*** Opening of Data to examine ***

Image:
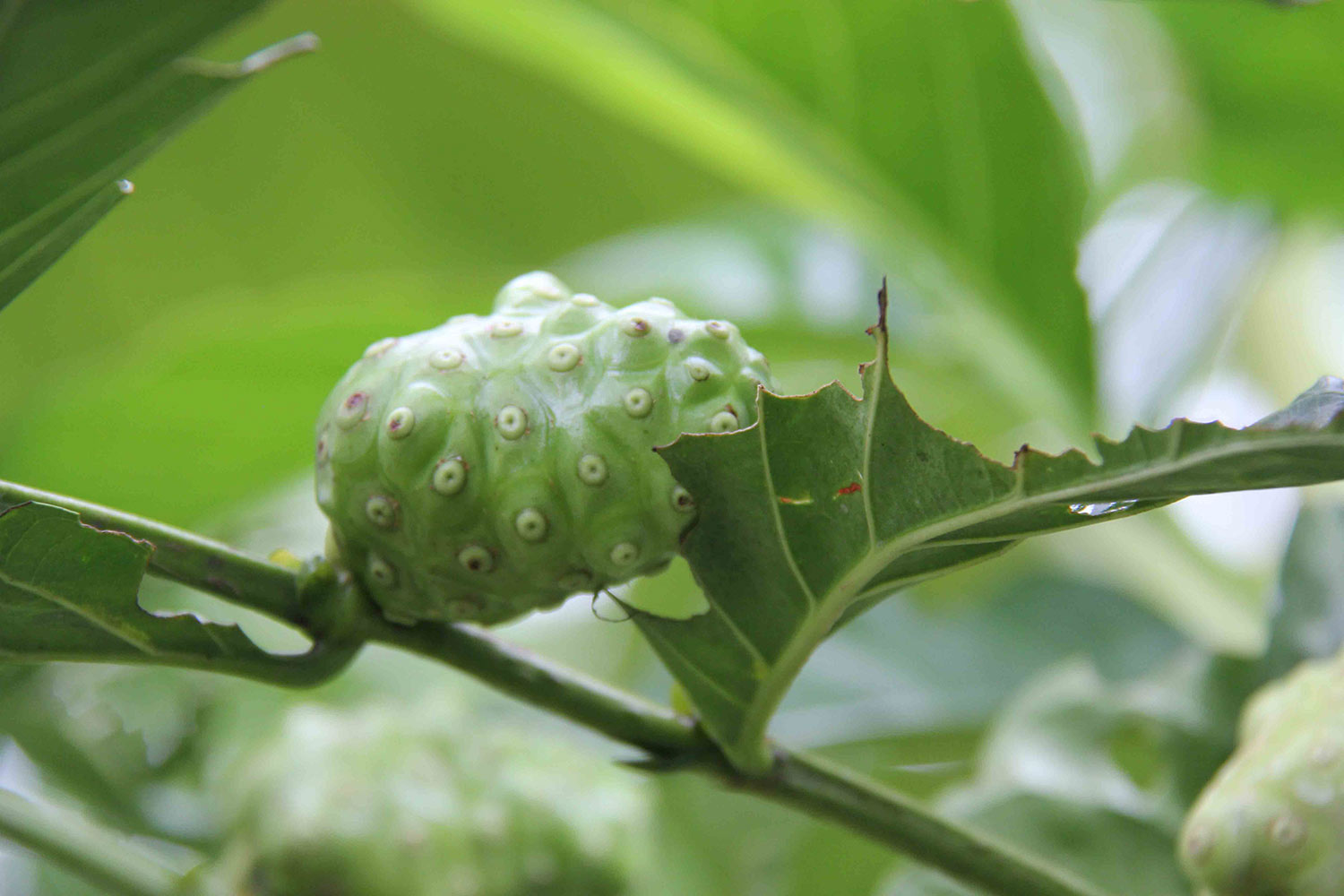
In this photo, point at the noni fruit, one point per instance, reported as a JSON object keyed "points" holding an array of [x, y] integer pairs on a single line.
{"points": [[496, 465], [427, 801], [1271, 820]]}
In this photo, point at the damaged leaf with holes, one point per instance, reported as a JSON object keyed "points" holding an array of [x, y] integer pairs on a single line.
{"points": [[831, 503], [499, 463]]}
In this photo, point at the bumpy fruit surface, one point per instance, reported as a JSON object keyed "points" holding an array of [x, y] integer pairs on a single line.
{"points": [[1271, 821], [429, 801], [496, 465]]}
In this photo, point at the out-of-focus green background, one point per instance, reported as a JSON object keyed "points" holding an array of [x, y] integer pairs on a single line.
{"points": [[1091, 214]]}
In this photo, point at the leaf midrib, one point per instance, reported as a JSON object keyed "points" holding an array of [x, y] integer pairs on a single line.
{"points": [[847, 589]]}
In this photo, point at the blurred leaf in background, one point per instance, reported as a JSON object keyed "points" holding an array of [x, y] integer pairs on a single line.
{"points": [[88, 91]]}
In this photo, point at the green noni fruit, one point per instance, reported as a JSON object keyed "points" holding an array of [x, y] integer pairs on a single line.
{"points": [[1271, 820], [427, 801], [495, 465]]}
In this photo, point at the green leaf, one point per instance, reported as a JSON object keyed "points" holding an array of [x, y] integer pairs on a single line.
{"points": [[69, 591], [828, 504], [88, 91], [919, 126]]}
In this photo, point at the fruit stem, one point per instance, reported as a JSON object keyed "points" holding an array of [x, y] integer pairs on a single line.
{"points": [[672, 742]]}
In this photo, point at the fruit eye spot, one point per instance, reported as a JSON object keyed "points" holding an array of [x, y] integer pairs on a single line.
{"points": [[1288, 831], [381, 571], [637, 402], [562, 358], [682, 498], [401, 422], [381, 511], [723, 422], [448, 359], [530, 524], [699, 368], [591, 469], [577, 581], [511, 422], [379, 347], [449, 476], [476, 559], [625, 554], [351, 410]]}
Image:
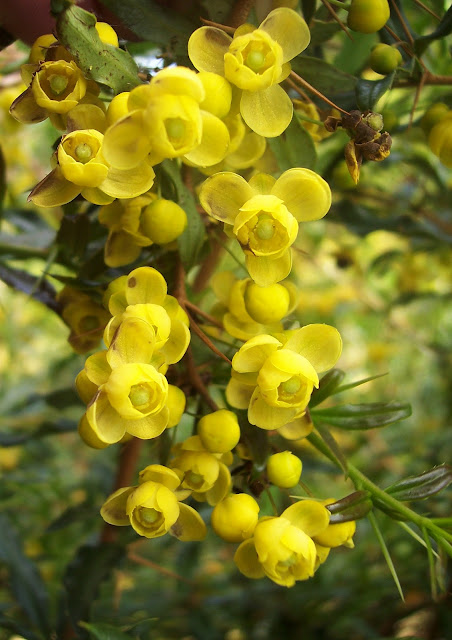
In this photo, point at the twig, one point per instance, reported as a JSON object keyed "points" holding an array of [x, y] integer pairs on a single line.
{"points": [[403, 23], [423, 6], [240, 12], [309, 87], [128, 457], [196, 381], [153, 565], [338, 20]]}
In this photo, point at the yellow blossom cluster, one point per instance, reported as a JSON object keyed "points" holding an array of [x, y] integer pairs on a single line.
{"points": [[215, 119]]}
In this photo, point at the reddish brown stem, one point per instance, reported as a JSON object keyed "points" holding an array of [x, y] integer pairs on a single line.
{"points": [[128, 458]]}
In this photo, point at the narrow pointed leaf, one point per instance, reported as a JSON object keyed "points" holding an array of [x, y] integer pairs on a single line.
{"points": [[422, 486], [363, 416]]}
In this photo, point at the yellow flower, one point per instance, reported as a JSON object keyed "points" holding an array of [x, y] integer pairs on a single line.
{"points": [[56, 87], [263, 215], [205, 475], [275, 380], [153, 509], [282, 548], [255, 61], [234, 518], [83, 169], [165, 120]]}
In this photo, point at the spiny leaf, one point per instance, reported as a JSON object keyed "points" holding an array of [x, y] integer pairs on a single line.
{"points": [[368, 92], [385, 551], [26, 582], [294, 147], [363, 416], [102, 62]]}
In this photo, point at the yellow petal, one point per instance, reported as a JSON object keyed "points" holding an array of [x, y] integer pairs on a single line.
{"points": [[308, 515], [214, 142], [321, 344], [113, 510], [129, 183], [125, 143], [247, 560], [206, 49], [54, 190], [252, 355], [189, 526], [266, 271], [266, 417], [304, 192], [223, 194], [267, 112], [289, 29], [145, 285]]}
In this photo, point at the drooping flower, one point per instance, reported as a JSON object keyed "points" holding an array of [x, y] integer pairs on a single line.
{"points": [[255, 61], [282, 547], [263, 215], [274, 380]]}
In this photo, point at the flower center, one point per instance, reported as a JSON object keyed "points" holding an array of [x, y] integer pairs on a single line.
{"points": [[194, 478], [58, 84], [83, 152], [149, 516], [88, 323], [175, 127], [292, 385], [265, 229], [255, 60], [139, 395]]}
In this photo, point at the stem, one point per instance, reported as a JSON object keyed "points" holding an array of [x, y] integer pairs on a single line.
{"points": [[313, 90], [362, 482], [128, 458]]}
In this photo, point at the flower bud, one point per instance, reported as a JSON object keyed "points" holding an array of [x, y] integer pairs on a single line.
{"points": [[163, 221], [440, 140], [267, 304], [368, 16], [284, 469], [219, 431], [384, 59], [235, 517]]}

*** Close of Data to examine ***

Print the line with "In this photo, point at the stem, one" and every line after it in the entries above, exactly as written. Leave out all other lines.

Answer to this problem →
In this photo, point at the stem, one point per instance, reported as a JSON object keyed "points" holding an array of [x, y] integer pairs on a single line.
{"points": [[313, 90], [362, 482], [128, 458]]}
In this photo, point at the flower bud, one point per instance, reported as a JSON object keyed "points" holding an array of [x, y] integer pairs on a single line.
{"points": [[163, 221], [440, 140], [267, 304], [368, 16], [284, 469], [219, 431], [384, 59], [235, 517]]}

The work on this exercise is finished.